» **Exercise requirements**
Rewrite the portion of the data warehousing text below from "MPPs. In contrast, massively" to "increase processing power.", changing "processing power" to "compute capacity".

» **Text excerpt**
•••

Iterative Extension of Functionality, i.e., Evolution

Figure 5-2. Iterative Extension of Functionality, i.e., Evolution

Back-End. Each rollout or iteration extends the back-end (i.e., the server component) of the data warehouse. Warehouse subsystems are created or extended to extract, transform, clean, and integrate more data. Warehouse data structures are extended to support a larger scope of data. Aggregate records are computed and loaded. Metadata records are populated as required.

Front-End.  The front-end (i.e., client component) of the warehouse is also extended by deploying the existing data access and retrieval tools to more users and by deploying new tools (e.g., data mining tools, new decision support applications) to warehouse users. The availability of more data implies that new reports and new queries can be defined.

How Important Is the Hardware Platform?

Although the mainframe environment is also used as a data warehouse platform, data warehousing hardware discussions typically revolve around two main types of hardware technologies: symmetric multiprocessing (SMP) and massively parallel processing (MPP) servers.

SMPs. Symmetric multiprocessing (SMP) hardware has multiple processors that share one memory (see Figure 5-3). This type of architecture is often referred to as the "Shared Everything" architecture. When additional computing power is required, additional CPUs are added to the machine (although there is a limit to the number) or several SMP machines are clustered together.

MPPs. In contrast, massively parallel processing (MPP) hardware supports multiple nodes, where each node has one or more processors, each with its own memory (see Figure 5-4). Additional nodes can be added to increase processing power.

The choice between SMP and MPP is influenced by a number of factors, including the complexity of the query environment, the price/performance ratio, the proven processing capacity of the hardware platform with the target RDBMS, the anticipated warehouse applications, and the foreseen increases in warehouse size and users.

•••

» **Information shown**
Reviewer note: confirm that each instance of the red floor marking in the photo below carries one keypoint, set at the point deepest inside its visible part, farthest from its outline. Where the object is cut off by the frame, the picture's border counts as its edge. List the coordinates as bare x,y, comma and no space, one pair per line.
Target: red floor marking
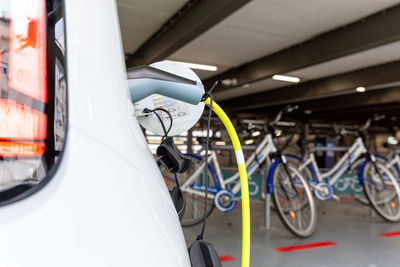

•••

» **Answer to the problem**
MPPs. In contrast, massively parallel processing (MPP) hardware supports multiple nodes, where each node has one or more processors, each with its own memory (see Figure 5-4). Additional nodes can be added to increase compute capacity.